Era l’ ’83-‘84, mi faceva schifo l’agenzia dove mi avevano messo, ho fatto dieci Curriculum piuttosto brillanti, li ho mandati alle dieci più grandi agenzie…

Brillanti nel senso di inventati?

Ma nel senso di smart… Mi hanno risposto tutte, per dirti come erano diversi i tempi, le dieci maggiori agenzie… Ho fatto i colloqui da tutti, mi hanno assunta immediatamente con un contratto a tempo indeterminato alla TBWA, un’agenzia internazionale. Allora la pubblicità era il lavoro da fare, giravano un sacco di soldi…

Ho lasciato per diventare giornalista. Il praticantato l’ho fatto a Chorus, che era un mensile di Leonardo Mondadori, erano gli anni ’80 a Milano, era proprio un’altra vita: io sono entrata facendo la Photo Editor, non capivo nulla di fotografia, la detestavo. Mi ero presentata e avevo convinto Giordano Bruno Guerri, che era il direttore, ad assumermi perché io ero bravissima, sapevo tutto di fotografia – e non era assolutamente vero, però volevo entrare in un giornale e l’ho convinto che ero la persona giusta.

Ronzavo attorno allo scrivere da sempre, da quando avevo, penso, quattro anni e mezzo però ti ho spiegato il tipo di famiglia, a quei tempi non esisteva che tu dicevi “faccio lo scrittore da grande” Gli scrittori erano Calvino, Moravia, non pensavi che potevi diventare proprio tu il nuovo Calvino e nemmeno Elsa Morante, non era una possibilità plausibile… quindi ho sempre pensato che avrei fatto l’insegnante di lettere come mia madre e mia sorella… E poi però, la cosa che ti dicevo prima, l’urgenza dell’indipendenza economica, mi ha fatto cercare lavoro… a quel punto arrivata a Milano, ormai la professoressa non la facevo più, ho pensato a qual era la cosa che mi avrebbe fatto scrivere e leggere, e ho pensato a provare a entrare in un giornale… Quindi, avendo questa competenza che mi veniva dai quattro anni in pubblicità, sono andata da Guerri e l’ho convinto…

Lui ovviamente ti ha ricevuta.

Ma certo! (ride)… Guarda, negli anni ’80 c’era davvero tanto lavoro… Sai, Leonardo se ne era andato dalla Mondadori e aveva fatto la sua casa editrice, la Leonardo Mondadori, e aveva un grande budget per fare questo mensile che era il Vanity Fair italiano ante litteram…

Io sono entrata come Photo Editor, dopo poco ho fatto outing e ho detto “guardate io non ci capisco nulla, non me ne frega nulla della fotografia” (ride) pensa che Leonardo mi mandò a New York a fare uno stage di un mese da Bob Pledge alla Contact Press Image, la più grande agenzia del mondo… e io lì capii definitivamente che non me ne poteva fregare di meno della fotografia, quindi tornando dissi a Guerri “io voglio scrivere, fammi provare” e lui mi fece provare. Il primo pezzo fu su una fotografia “Nudo con gatto” e io dovevo parlare di questa foto in cui si vedeva una donna nuda con un gatto (ride).

[Voci di dati raccolte]
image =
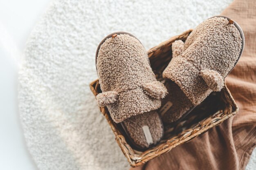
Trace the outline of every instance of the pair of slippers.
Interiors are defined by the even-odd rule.
[[[157,80],[137,38],[124,32],[110,34],[96,53],[102,91],[96,97],[98,104],[107,107],[137,149],[148,148],[164,135],[162,120],[178,121],[211,92],[220,91],[244,45],[242,29],[230,19],[205,20],[184,42],[173,44],[172,59],[162,74],[168,81],[165,86]]]

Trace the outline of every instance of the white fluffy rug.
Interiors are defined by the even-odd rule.
[[[129,168],[89,88],[97,78],[98,44],[125,31],[148,49],[219,14],[232,0],[204,1],[53,2],[31,33],[19,73],[21,119],[40,170]]]

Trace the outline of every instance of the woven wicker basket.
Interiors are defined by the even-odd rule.
[[[173,37],[148,51],[151,67],[158,80],[164,80],[162,73],[171,59],[173,42],[177,40],[184,41],[192,31],[188,30]],[[95,96],[101,92],[98,79],[90,84],[90,88]],[[211,93],[175,127],[165,126],[163,139],[153,148],[141,152],[131,146],[128,138],[120,125],[112,120],[107,108],[100,108],[111,126],[117,142],[133,167],[144,163],[177,146],[187,142],[234,116],[238,110],[230,92],[225,85],[220,92]]]

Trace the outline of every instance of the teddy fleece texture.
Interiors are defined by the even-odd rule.
[[[133,142],[143,148],[155,144],[163,135],[161,119],[155,110],[132,116],[124,121],[124,124]],[[152,144],[148,144],[144,135],[142,127],[148,126],[153,139]]]
[[[209,19],[192,32],[184,47],[180,42],[174,43],[174,54],[180,54],[173,56],[163,76],[198,105],[212,91],[223,87],[224,77],[240,55],[242,41],[240,32],[227,19]]]
[[[100,45],[96,66],[102,93],[96,97],[99,105],[108,107],[116,123],[124,121],[137,146],[155,144],[163,135],[162,124],[157,113],[148,112],[160,106],[160,99],[167,91],[157,81],[146,50],[137,38],[123,33]],[[149,128],[153,144],[146,139],[144,126]]]
[[[108,38],[100,47],[96,65],[103,93],[97,98],[100,106],[108,107],[116,123],[157,109],[159,99],[167,93],[148,57],[140,42],[128,34]]]

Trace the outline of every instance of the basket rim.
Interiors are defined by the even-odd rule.
[[[150,58],[153,56],[154,53],[160,53],[161,52],[160,50],[162,47],[166,45],[170,46],[170,44],[171,45],[171,44],[175,40],[182,38],[186,38],[192,30],[192,29],[189,29],[181,34],[171,38],[169,40],[162,42],[158,45],[151,48],[148,51],[149,57]],[[98,93],[96,91],[95,87],[98,83],[99,79],[97,79],[89,84],[90,89],[95,97],[98,95]],[[201,127],[202,128],[201,129],[196,129],[192,128],[187,129],[185,131],[180,133],[177,135],[166,140],[164,143],[157,145],[153,148],[146,150],[139,154],[135,153],[134,150],[126,142],[125,137],[117,129],[116,125],[115,124],[115,123],[113,121],[109,115],[107,108],[103,107],[99,107],[99,108],[101,112],[105,117],[110,126],[115,136],[116,140],[121,148],[123,153],[127,159],[130,165],[134,167],[144,163],[164,153],[168,152],[176,146],[190,141],[200,134],[206,132],[213,127],[222,123],[225,120],[236,115],[239,110],[239,108],[232,96],[230,91],[227,88],[226,83],[225,83],[223,90],[225,91],[225,92],[223,93],[225,93],[225,94],[227,95],[226,97],[228,97],[230,100],[229,102],[230,103],[228,104],[229,104],[229,106],[232,105],[234,107],[234,109],[232,109],[232,108],[230,108],[231,106],[230,106],[229,108],[229,110],[226,110],[227,114],[225,114],[225,110],[222,110],[222,113],[216,113],[210,117],[204,119],[198,123],[197,126],[200,125],[200,124],[203,124],[203,126]],[[216,114],[217,115],[215,115]],[[216,117],[211,119],[210,119],[215,115],[216,116]],[[164,145],[161,148],[159,146],[160,145],[162,145],[164,144],[165,144],[165,145]],[[158,147],[159,148],[156,150],[155,148]]]

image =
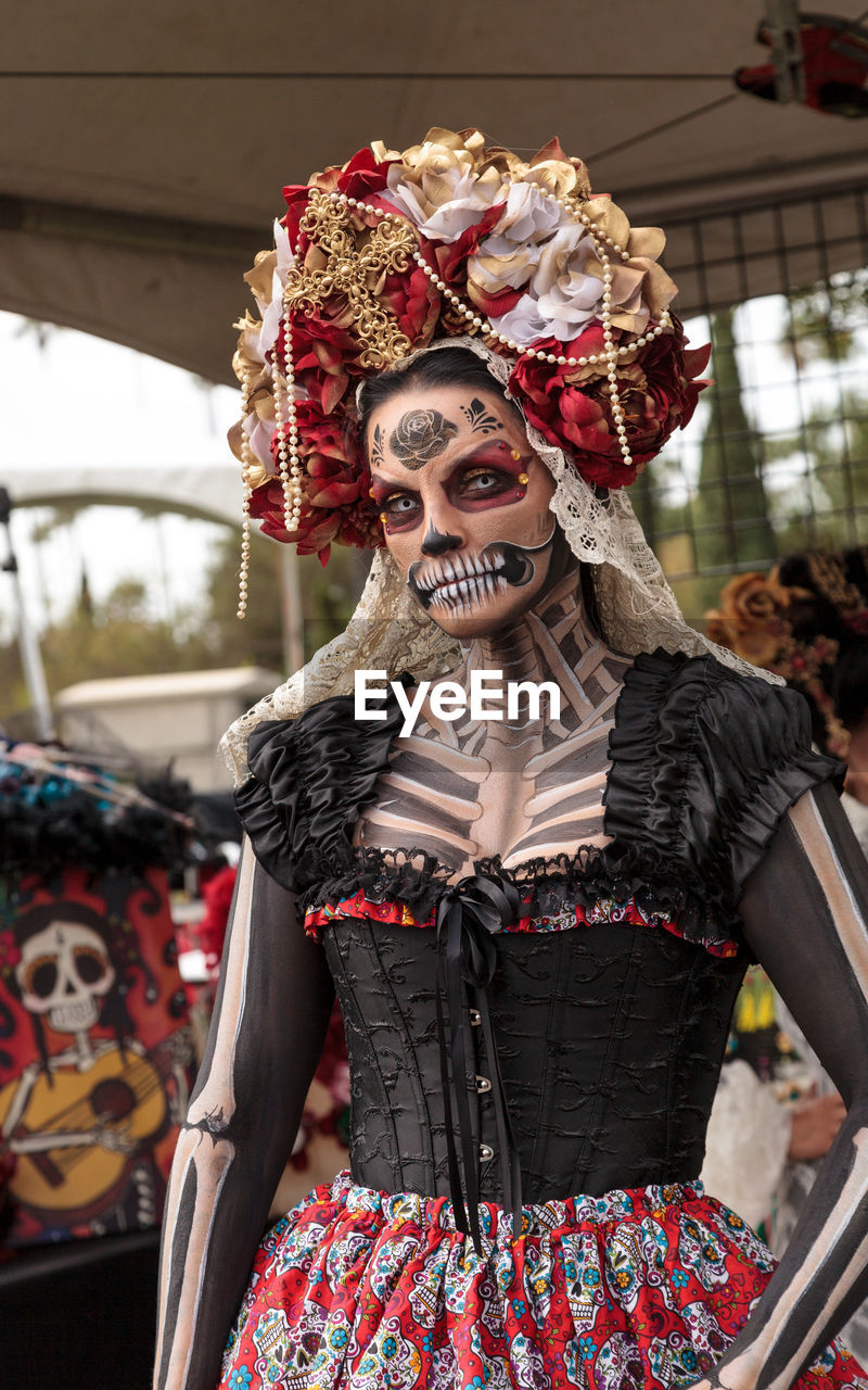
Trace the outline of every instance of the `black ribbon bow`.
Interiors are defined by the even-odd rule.
[[[494,934],[518,920],[521,899],[512,884],[503,878],[472,874],[447,888],[437,908],[437,1041],[440,1045],[440,1083],[446,1118],[449,1187],[456,1212],[456,1227],[471,1234],[482,1254],[479,1230],[479,1148],[468,1095],[467,1026],[469,1008],[479,1011],[485,1052],[492,1072],[492,1098],[497,1125],[503,1205],[512,1212],[512,1233],[521,1236],[521,1163],[512,1138],[512,1126],[494,1044],[494,1030],[486,988],[497,966]],[[446,1009],[443,1008],[446,1001]],[[458,1119],[458,1147],[453,1115]],[[464,1173],[464,1188],[461,1184]],[[465,1211],[467,1204],[467,1211]],[[469,1222],[469,1225],[468,1225]]]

▶ [Consegna]
Nell'intervista, chi era il direttore di Chorus? Qui i dati non hanno alcun ruolo.

▶ [La risposta]
Giordano Bruno Guerri.